Tasks to perform:
A. In the health committee transcript, what would insurers in the US no longer pay for once penalty tariffs were introduced?
B. Pick up the health committee transcript after its last sentence and keep going.

Oireachtas Joint and Select Committees

Wednesday, 18 April 2018

Joint Oireachtas Committee on Health

Health Service Capacity Review: PA Consulting

9:00 am

Mr. George MacGinnis:

All we are saying is that the average length of stay in hospitals appears to be higher in Ireland than we would have seen in some other systems for similar procedures. That means that the number of beds used for the same sorts of issues is higher than in other systems. I was trying to understand why that is. It is not because people in Ireland are physiologically different from people in other countries. It is to do with the way the system works. I will answer Deputy O'Connell's question while addressing Senator Colm Burke's and give some examples. Some of this is about the integration of the system and the issues of engagement between hospitals and GPs and between GPs and practice nurses and so on. We have looked at other systems. I have worked in other systems, and not just the system of the country from which my accent comes.

In terms of returning people to the community out of hospital, in the US there was a behaviour at a system level to reduce the average length of stay continually, which resulted in people getting out of hospital too quickly. Penalty tariffs were introduced. In effect, the insurers would no longer pay for a readmission that happened after 30 days. This had a significant impact in the US. In England a similar tariff was introduced. It has not had the same dramatic effect as it had in the US for other reasons, but there was a behavioural driver linked to resource which indicated that if work was given to be done in the community, resources were needed to do that work. It is not a question of whether people are discharged early. In the example the Senator gave of someone needing a call, that is extra work for someone's workload. What is that person's caseload? Can he or she do that? Is the resource following the patient? This is what we mean when we talk about population health. We mean that when rational decisions are made which say that care is better delivered in community settings, it is not just a matter of getting everyone out of hospital. The community providers have to be resourced. We have to recognise that. Another really good example from the UK was discharge summaries. The community teams there were unable to do their job because they were not being informed by the hospitals in time. Again, a system was introduced to get people out. I think similar initiatives are being worked on in Ireland which will enable hospitals to get discharge summaries out to GPs as effectively.

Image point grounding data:
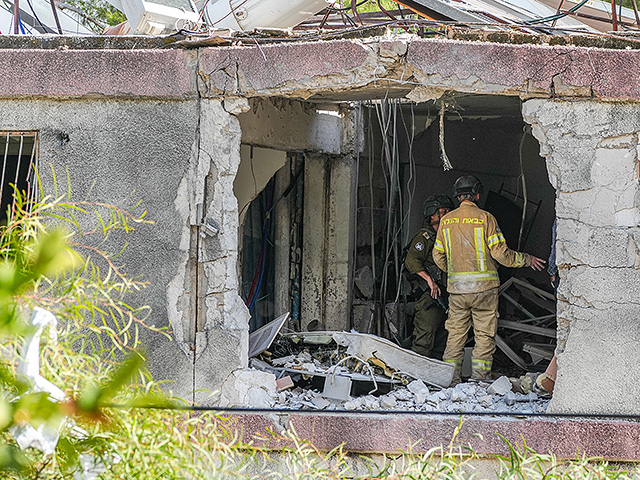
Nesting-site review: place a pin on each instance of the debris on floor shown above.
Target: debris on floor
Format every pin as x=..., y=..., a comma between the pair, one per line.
x=354, y=371
x=463, y=398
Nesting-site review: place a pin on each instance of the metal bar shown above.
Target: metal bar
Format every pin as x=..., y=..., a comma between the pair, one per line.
x=31, y=171
x=540, y=321
x=635, y=11
x=15, y=183
x=4, y=164
x=505, y=285
x=55, y=15
x=557, y=12
x=518, y=306
x=537, y=351
x=537, y=290
x=16, y=17
x=515, y=358
x=523, y=327
x=354, y=10
x=595, y=17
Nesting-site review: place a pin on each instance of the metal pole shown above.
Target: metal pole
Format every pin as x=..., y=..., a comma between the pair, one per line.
x=55, y=15
x=16, y=17
x=15, y=182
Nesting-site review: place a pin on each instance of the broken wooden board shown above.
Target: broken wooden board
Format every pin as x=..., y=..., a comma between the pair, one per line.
x=365, y=346
x=523, y=327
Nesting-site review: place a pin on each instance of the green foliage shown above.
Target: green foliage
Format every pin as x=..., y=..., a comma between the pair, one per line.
x=42, y=264
x=373, y=6
x=53, y=254
x=94, y=14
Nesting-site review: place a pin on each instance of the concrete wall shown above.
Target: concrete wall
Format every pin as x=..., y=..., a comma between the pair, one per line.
x=592, y=154
x=125, y=151
x=122, y=152
x=164, y=124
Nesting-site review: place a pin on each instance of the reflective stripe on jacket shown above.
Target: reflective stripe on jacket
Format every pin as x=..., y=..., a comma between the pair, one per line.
x=468, y=245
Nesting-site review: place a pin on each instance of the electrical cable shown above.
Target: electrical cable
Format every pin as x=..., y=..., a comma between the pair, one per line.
x=558, y=16
x=524, y=187
x=366, y=413
x=344, y=9
x=44, y=27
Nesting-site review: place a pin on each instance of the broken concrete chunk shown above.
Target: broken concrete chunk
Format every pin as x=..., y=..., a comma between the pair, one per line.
x=320, y=402
x=244, y=388
x=284, y=383
x=363, y=280
x=337, y=387
x=417, y=387
x=388, y=401
x=500, y=387
x=364, y=346
x=279, y=362
x=458, y=395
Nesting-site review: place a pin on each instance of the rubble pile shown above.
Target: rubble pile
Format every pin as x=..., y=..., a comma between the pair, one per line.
x=463, y=398
x=324, y=375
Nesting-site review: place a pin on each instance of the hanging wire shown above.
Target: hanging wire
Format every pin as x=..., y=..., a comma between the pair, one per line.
x=524, y=186
x=446, y=163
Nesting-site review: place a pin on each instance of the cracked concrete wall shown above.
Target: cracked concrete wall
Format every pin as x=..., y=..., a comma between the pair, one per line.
x=122, y=152
x=592, y=151
x=221, y=342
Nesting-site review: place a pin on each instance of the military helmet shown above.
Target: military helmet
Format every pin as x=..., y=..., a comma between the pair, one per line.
x=467, y=184
x=434, y=202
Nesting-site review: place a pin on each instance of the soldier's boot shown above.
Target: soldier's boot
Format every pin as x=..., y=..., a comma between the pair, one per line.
x=457, y=371
x=481, y=370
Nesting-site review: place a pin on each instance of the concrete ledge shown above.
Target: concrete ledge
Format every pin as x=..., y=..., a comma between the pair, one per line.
x=166, y=74
x=613, y=440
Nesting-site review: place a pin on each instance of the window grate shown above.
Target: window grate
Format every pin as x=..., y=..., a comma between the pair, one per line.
x=19, y=163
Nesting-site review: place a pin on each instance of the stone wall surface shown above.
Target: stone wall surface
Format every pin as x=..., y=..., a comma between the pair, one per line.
x=122, y=152
x=592, y=155
x=160, y=125
x=422, y=69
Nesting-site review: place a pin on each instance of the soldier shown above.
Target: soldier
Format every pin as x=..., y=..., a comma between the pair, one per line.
x=468, y=245
x=429, y=335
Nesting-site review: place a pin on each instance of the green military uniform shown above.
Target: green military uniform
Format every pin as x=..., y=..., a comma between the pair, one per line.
x=429, y=335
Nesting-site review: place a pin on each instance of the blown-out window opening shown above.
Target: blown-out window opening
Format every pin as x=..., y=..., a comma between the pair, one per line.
x=19, y=161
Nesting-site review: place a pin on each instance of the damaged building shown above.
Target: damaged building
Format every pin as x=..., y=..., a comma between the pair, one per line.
x=287, y=174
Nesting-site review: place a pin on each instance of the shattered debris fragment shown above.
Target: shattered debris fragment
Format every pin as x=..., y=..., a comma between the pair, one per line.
x=317, y=372
x=500, y=387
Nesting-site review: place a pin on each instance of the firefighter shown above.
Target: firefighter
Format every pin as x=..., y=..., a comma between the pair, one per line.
x=429, y=336
x=468, y=245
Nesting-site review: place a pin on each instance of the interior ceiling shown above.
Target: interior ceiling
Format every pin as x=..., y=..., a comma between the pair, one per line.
x=459, y=105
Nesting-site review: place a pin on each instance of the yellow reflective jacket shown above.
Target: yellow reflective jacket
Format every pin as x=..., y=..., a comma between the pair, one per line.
x=468, y=244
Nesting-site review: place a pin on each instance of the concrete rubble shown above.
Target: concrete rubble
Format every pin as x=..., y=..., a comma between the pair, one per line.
x=463, y=398
x=317, y=375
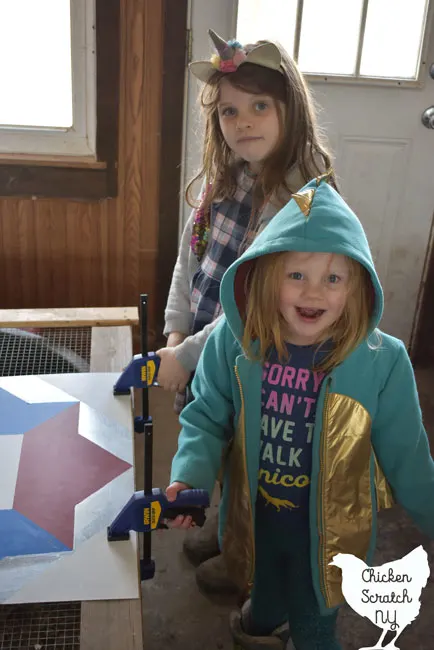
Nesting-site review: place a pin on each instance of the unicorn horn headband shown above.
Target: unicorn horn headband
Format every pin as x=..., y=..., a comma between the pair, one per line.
x=231, y=54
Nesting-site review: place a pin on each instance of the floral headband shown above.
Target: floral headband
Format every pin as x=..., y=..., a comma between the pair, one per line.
x=231, y=54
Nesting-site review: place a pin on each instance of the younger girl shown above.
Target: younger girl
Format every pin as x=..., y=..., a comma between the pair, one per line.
x=261, y=144
x=317, y=413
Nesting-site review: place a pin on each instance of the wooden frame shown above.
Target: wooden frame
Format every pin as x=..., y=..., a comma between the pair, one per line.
x=50, y=177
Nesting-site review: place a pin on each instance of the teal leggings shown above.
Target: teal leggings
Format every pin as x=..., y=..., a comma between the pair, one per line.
x=283, y=589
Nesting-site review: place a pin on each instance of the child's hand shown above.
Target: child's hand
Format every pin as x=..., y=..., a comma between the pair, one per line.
x=171, y=373
x=171, y=493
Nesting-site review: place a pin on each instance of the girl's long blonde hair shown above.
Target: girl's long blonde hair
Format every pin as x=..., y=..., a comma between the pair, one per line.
x=264, y=322
x=302, y=142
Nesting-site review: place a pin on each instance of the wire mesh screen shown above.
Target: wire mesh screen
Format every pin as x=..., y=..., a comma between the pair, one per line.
x=40, y=627
x=41, y=351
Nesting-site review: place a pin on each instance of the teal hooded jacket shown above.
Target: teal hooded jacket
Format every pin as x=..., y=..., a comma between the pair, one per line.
x=369, y=445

Answers below:
A. A readmission that happened after 30 days.

B.
This sort of integrated care involves quite difficult clinical governance issues. I did some work in Scotland where the system has quite a different structure from that of England. I was working in a surprisingly remote area. I will not name it, but it had the equivalent of a model 3 hospital and several model 2 equivalent hospitals. GPs had admitting rights to the model 2 hospitals. It was found that people from remote rural communities were being sent to the model 3 hospital, often for diagnostic tests, and were being admitted to older wards and being held on to. Why was this happening? It was because the consultants in the hospitals did not think that the GPs would have the time or the facilities to look after the patients at risk properly. They started to work on a different model of clinical governance whereby people could be stepped down into the model 2 equivalent hospitals while still under the consultant and in which there was an information system that allowed the consultant to keep an eye on the patient. It was particularly used for cases of sepsis. The sepsis teams were still able to give that service to the model 2 hospitals and the model 2 hospitals were a safe and effective place for patients to be. Evidence was coming out that people who were returned to that type of model 2 hospital, which had community rooms and so on, actually returned home faster than if they had been recuperating in a ward in the model 3 fully acute hospital. The hospitals worked on that model. That is an example of how it is not just about providing the capacity or giving some good policy. There is a lot of clinical governance and detailed work involved and the way that resources move around the system needs to work for this to work effectively in Ireland.